A reporter from Moncton, fresh from the open and straightforward politics of New Brunswick, called me a couple of weeks ago completely baffled. He had gone over the border to Cumberland and Colchester Counties to cover the Nova Scotia election and felt as though he had wandered onto a strange planet.

Mention the election, he said, and people became snarly and uncommunicative, but couldn’t or wouldn’t explain why. Could I explain this?

Well, there’s the lingering bad odour in which we hold politicians generally, the fact that Nova Scotia politics is a long-term psychodrama in which we resemble a patient recovering from trauma (debt, patronage, corruption, the Westray mine disaster, the Marshall inquiry, and frig-ups by the dozens over the last two decades), and other kinks that keep us mumbling and seething at the same time.

Such is my usual explanation. But what does it all mean? Well, it means that the issues tend to be muffled, that we swallow our anger then let it out in unpredictable ways — and that the real action is deeper and less visible than the immediate issues that go round and round.

Consider the iconic event of this campaign — the $155.00 tax rebate, and the Tory splurge of spending promises which came in the month before the election was called. Given the grumbling about this, as measured by the polls, Tory leader John Hamm may well have lost his majority because of it.

Although not generally noted as such, the net effect is that another mighty blow — a fatal one, we hope — has been delivered against the notion of “buying votes.” And so this injunction can be graven at last across the forehead of the Nova Scotian political consciousness: “DON’T BUY VOTES; DON’T GIVE THE APPEARANCE OF BUYING VOTES; DON’T EVEN JOKE ABOUT BUYING VOTES.”

Or consider the rise of the NDP, which is the instrument of our protest against dysfunctional traditional politics. The NDP has finally arrived beyond all doubt, and set root. For the first time, the media have treated it and its policies as fully equal to the others, without the old double standard in which the NDP has to account for the sins of its brethren elsewhere but the Tories and Liberals don’t. The NDP is also the urban party and metropolitan trends in our society are eventually the dominant ones.

★ ★ ★

# Check your understanding
1. In the text about the Nova Scotia election, how large was the tax rebate?
2. From the Nova Scotia election text, write out the passage that opens with the words "Well, there’s the" and closes with "round and round.".

★ ★ ★

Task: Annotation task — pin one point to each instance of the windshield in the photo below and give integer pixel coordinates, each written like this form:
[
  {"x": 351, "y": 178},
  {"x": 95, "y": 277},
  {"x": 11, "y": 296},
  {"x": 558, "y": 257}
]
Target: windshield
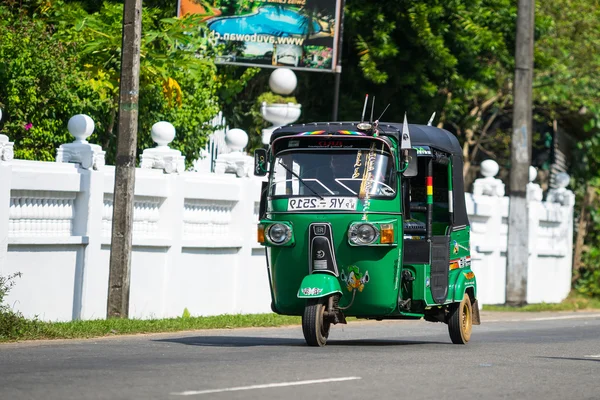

★ ★ ★

# Solutions per task
1. $155.00

2.
Well, there’s the lingering bad odour in which we hold politicians generally, the fact that Nova Scotia politics is a long-term psychodrama in which we resemble a patient recovering from trauma (debt, patronage, corruption, the Westray mine disaster, the Marshall inquiry, and frig-ups by the dozens over the last two decades), and other kinks that keep us mumbling and seething at the same time.

Such is my usual explanation. But what does it all mean? Well, it means that the issues tend to be muffled, that we swallow our anger then let it out in unpredictable ways — and that the real action is deeper and less visible than the immediate issues that go round and round.